#### [REQUESTS]
[A] Summarize the Claudette Colbert profile in two sentences.
[B] Answer these questions from the Claudette Colbert profile:
(i) What was her birth name?
(ii) What character did she play in The Palm Beach Story?
(iii) Which 1944 film earned her an Oscar nomination?

#### [SELECTED PASSAGE]
-*-

Paris, France · 1903 – 1996

Claudette Colbert

Born in Paris, raised in New York, crowned in Hollywood — the most technically accomplished comic actress of the screwball era and the only woman to match Clark Gable line for line, glance for glance, and come out ahead.

1
Academy Award
Won
3
Oscar
Nominations
60+
Film
Credits
Claudette Colbert — painted portrait Portrait · Claudette Colbert

From Paris to Hollywood — the Long Way Round

Born Émilie Claudette Chauchoin on September 13, 1903, in Saint-Mandé, Paris — her family emigrated to New York when she was six, and she grew up bilingual in lower Manhattan. She studied fashion design before drifting into theatre in the mid-1920s, landing on Broadway under her adopted name and quickly establishing herself as an actress of unusual wit and precision.

Paramount signed her in 1929. She proved equally capable of Cecil B. DeMille spectacle — Cleopatra (1934), in which she reputedly bathed in asses' milk — and intimate comedy. Her Oscar came for It Happened One Night (1934), opposite Clark Gable, though she accepted the award at a train station before boarding a cross-country trip, having been told she hadn't won. She was brought back and the ceremony waited.

Her partnership with director Preston Sturges produced two of the finest screwball comedies ever made: The Palm Beach Story (1942) and the earlier Remember the Night (1940). Sturges understood her particular genius — an intelligence so quick it registered as lightness, a warmth that could turn frosty without warning — and built films around it. Her Gerry Jeffers in The Palm Beach Story is a masterclass in getting what you want while pretending you're not sure what you want.

She retired from films in the early 1960s, moving to Barbados, where she lived for the rest of her long life, making occasional stage and television appearances into her eighties. She died in 1996, aged ninety-two — the longest life of any major Hollywood star of the classic era.

1903
Born in Saint-Mandé, Paris; emigrates to New York at six
1920s
Broadway debut; Paramount contract signed 1929
1934
Oscar won — It Happened One Night; collected at train station
1934
Cleopatra — DeMille; the milk bath; spectacle acting
1942
The Palm Beach Story — Sturges; screwball peak
1944
Since You Went Away — Oscar nom; wartime drama
1996
Dies in Barbados, aged 92

From It Happened One Night to The Palm Beach Story

1934Screwball Comedy · Romance
It Happened One Night
Capra's road-trip masterpiece — Colbert as Ellie Andrews, the runaway heiress whose initially combative journey with Clark Gable's reporter becomes the defining screwball romance. She didn't want the part, didn't want Gable, and swept the Oscars anyway.

-*-

#### [RECORD LIST]
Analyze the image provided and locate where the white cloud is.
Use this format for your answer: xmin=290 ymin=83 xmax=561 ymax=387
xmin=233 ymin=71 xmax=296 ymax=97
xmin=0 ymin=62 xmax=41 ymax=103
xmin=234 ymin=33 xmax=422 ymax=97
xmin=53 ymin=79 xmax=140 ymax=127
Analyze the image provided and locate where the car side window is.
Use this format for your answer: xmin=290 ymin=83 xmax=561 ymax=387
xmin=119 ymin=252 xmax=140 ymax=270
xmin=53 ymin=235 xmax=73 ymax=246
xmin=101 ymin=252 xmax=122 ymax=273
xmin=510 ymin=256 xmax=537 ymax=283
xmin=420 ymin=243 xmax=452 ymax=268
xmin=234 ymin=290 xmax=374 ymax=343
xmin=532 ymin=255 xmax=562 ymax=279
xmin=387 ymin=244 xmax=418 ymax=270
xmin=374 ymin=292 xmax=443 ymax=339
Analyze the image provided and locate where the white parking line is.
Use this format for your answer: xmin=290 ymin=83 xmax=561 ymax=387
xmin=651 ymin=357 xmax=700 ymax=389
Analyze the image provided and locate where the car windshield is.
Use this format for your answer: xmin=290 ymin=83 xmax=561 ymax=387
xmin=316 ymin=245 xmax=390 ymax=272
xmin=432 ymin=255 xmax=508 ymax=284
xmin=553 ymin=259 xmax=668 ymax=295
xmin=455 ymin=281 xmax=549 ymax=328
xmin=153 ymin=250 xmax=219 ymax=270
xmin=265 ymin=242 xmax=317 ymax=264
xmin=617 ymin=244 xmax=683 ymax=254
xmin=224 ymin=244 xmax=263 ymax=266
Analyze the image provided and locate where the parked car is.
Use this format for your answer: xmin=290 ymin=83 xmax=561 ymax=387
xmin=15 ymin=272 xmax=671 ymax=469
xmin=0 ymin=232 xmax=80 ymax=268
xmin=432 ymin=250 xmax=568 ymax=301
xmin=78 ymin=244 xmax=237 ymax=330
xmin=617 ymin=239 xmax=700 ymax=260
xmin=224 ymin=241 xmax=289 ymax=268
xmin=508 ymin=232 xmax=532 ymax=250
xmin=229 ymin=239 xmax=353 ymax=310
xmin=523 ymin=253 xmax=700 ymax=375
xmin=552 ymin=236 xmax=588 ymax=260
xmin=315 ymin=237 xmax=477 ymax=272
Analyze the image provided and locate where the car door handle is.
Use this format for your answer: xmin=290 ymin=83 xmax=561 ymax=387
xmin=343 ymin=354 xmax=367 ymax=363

-*-

#### [OUTPUTS FOR THE TASKS]
[A] Born Émilie Claudette Chauchoin in Saint-Mandé, Paris, in 1903, Claudette Colbert moved to New York at six, studied fashion design, and landed on Broadway in the mid-1920s before Paramount signed her in 1929. She won an Oscar for It Happened One Night (1934), made screwball comedies with Preston Sturges such as The Palm Beach Story (1942), and retired from films in the early 1960s to Barbados, dying in 1996 at ninety-two.

[B]
(i) Émilie Claudette Chauchoin
(ii) Gerry Jeffers
(iii) Since You Went Away